>>>>

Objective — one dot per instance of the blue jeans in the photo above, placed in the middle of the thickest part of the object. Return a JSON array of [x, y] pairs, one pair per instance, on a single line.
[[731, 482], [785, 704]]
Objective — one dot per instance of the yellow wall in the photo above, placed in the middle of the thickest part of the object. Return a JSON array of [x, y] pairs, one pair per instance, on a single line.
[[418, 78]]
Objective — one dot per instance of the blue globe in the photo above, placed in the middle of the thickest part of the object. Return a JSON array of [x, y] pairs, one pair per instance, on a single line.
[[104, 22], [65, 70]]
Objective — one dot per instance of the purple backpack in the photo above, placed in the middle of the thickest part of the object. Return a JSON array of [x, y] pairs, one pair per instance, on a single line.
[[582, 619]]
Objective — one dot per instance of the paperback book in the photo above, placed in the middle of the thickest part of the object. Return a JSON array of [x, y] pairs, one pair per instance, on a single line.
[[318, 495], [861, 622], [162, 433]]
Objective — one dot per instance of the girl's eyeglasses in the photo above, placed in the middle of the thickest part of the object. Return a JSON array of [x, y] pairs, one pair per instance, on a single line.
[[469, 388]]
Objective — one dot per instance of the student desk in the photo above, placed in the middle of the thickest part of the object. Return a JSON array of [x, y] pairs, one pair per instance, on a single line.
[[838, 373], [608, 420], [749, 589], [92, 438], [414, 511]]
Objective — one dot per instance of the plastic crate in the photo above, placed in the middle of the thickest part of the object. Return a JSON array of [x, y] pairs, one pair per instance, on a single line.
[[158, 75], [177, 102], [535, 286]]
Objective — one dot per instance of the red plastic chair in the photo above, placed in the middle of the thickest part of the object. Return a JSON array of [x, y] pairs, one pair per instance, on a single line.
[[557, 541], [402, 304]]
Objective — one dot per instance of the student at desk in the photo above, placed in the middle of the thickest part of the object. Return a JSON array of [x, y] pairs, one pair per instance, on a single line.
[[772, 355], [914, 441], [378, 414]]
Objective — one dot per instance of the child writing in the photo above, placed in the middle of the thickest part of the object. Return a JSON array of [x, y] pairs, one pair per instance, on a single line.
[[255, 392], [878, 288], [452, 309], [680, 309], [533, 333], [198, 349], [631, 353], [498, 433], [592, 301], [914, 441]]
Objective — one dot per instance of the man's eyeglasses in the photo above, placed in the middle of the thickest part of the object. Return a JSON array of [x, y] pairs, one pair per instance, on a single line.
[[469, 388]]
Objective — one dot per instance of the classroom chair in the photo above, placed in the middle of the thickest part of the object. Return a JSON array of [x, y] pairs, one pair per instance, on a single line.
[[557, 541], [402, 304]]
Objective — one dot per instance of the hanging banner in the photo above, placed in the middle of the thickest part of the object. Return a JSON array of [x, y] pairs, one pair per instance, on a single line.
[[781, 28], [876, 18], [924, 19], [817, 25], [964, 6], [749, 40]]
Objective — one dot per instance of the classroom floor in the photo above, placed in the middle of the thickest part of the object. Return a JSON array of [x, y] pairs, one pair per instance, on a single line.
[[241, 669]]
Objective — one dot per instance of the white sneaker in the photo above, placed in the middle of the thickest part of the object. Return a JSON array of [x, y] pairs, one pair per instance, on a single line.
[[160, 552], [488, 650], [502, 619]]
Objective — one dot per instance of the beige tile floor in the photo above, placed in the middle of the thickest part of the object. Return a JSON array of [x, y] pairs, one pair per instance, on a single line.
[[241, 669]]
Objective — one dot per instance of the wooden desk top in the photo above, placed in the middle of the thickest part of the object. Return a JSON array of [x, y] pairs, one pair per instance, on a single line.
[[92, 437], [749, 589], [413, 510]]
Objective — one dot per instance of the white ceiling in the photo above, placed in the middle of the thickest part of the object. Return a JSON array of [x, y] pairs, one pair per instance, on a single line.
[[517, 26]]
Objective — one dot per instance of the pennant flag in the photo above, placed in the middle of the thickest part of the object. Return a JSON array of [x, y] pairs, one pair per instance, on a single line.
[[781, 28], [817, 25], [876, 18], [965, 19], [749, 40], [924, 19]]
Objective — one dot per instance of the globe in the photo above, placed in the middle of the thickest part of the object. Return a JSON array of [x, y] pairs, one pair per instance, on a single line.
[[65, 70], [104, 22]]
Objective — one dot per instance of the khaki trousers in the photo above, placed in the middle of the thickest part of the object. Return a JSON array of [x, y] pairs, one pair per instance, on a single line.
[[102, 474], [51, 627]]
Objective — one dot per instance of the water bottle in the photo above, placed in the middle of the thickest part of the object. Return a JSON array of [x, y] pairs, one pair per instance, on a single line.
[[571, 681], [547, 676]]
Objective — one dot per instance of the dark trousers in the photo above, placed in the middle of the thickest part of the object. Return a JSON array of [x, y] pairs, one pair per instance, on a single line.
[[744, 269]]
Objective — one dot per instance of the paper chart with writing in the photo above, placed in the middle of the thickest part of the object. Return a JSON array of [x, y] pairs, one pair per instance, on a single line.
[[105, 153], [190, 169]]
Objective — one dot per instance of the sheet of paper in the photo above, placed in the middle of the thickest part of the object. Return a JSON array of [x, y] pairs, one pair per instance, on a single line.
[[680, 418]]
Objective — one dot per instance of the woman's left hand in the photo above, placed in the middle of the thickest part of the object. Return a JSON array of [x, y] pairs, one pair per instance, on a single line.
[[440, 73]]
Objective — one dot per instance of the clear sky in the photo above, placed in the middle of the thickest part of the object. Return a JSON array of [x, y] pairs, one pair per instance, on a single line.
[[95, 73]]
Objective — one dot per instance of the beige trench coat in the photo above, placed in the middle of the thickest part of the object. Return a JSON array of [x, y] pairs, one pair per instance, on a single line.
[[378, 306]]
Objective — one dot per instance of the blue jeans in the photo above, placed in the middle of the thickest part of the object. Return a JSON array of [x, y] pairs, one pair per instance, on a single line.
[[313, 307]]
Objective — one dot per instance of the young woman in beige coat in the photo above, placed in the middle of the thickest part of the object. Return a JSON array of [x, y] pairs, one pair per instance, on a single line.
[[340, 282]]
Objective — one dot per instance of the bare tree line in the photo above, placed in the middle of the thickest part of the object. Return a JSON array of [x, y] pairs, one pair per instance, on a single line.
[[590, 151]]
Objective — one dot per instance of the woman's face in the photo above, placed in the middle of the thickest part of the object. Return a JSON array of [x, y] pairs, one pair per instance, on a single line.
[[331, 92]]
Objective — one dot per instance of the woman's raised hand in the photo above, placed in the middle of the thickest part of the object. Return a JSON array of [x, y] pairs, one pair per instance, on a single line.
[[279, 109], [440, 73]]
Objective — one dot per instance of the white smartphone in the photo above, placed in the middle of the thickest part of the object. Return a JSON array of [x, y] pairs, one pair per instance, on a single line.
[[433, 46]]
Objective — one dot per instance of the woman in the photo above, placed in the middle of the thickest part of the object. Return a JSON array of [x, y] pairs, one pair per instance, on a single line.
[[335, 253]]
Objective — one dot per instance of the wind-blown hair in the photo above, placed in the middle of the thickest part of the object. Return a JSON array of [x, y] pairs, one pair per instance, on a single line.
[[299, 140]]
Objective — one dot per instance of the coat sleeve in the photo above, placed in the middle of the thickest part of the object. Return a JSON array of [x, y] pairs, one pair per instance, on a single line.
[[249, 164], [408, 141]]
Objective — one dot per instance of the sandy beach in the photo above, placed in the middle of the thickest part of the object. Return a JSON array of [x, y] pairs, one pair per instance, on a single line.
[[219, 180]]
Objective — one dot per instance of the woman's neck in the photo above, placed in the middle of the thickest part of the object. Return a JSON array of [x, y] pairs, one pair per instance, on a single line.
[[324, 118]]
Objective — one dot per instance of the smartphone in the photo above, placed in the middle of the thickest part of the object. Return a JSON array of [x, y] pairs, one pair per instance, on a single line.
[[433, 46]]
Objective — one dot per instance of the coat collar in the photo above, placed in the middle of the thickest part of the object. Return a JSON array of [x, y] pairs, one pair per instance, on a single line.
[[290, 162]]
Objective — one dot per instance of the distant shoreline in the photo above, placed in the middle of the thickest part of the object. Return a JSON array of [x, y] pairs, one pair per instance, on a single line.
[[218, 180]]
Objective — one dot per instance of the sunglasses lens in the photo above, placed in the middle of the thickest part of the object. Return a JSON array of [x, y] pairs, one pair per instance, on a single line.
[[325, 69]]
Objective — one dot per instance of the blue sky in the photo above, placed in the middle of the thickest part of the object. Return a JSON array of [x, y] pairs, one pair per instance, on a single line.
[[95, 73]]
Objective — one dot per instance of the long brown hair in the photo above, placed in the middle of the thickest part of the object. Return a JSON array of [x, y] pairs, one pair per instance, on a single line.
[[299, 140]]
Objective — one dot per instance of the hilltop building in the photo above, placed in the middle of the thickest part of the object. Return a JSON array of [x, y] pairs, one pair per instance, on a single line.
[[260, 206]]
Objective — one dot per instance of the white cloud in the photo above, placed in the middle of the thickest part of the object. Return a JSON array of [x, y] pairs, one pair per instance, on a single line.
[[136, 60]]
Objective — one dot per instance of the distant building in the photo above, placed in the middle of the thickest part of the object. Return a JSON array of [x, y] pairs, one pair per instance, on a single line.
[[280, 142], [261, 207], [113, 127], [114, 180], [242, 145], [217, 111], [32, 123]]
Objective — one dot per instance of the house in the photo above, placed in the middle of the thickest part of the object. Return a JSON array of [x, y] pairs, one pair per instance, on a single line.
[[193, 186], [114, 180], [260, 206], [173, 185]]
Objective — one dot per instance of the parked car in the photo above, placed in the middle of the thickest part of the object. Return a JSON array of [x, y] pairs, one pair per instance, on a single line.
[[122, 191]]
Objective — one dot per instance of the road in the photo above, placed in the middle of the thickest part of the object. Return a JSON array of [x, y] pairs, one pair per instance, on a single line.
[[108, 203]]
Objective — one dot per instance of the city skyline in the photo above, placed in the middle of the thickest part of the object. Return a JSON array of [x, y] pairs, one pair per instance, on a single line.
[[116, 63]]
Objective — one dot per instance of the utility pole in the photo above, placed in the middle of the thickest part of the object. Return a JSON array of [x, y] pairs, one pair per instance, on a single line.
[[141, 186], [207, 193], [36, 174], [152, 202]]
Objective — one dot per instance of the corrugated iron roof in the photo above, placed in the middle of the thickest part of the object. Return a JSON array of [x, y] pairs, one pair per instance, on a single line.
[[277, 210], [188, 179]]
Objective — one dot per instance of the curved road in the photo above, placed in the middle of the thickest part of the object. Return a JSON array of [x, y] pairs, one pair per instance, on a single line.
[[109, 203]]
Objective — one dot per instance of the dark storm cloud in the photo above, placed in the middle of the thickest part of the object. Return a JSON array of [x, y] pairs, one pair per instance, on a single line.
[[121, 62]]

<<<<

__Task instructions__
Reproduce verbatim the lines of the records beginning with the line that contains "Objective — one dot per instance of the parked" and continuing through the line that contains "[[109, 203]]", both of those lines included.

__Task response__
Objective — one dot per instance of the parked car in the photo above, placed in the middle of the thickest part of the object. Return a JSON array of [x, y] pairs, one pair per instance, on a single line.
[[122, 191]]
Objective — one dot per instance of the road in the photo above, placed in the middle of the thickest part of the object. Return a JSON array of [x, y] pairs, one pair per instance, on a single line.
[[108, 203]]
Objective — one dot per instance of the city skyline in the photo above, placed in the middle of the thickest part of the object. Return a JSON array of [x, y] pairs, one pair per instance, on a single line.
[[116, 63]]
Objective — one dot per instance of the utility pole in the photo above, placed in the middle of the thickest part of the object. Return a JSON array of [x, y] pairs, one pair per instance, on a single line.
[[141, 186], [207, 193], [36, 174], [152, 202]]
Objective — one dot per instance of the corrugated iron roof in the photo above, placed in the middle of the thickest part of the object. Return a JSON array of [x, y] pairs, one pair per instance, on a single line.
[[277, 210], [188, 179]]
Objective — one dot per instance of the curved road in the photo above, placed in the middle of the thickest part of the object. Return a JSON array of [x, y] pairs, one pair per instance, on a single line.
[[109, 203]]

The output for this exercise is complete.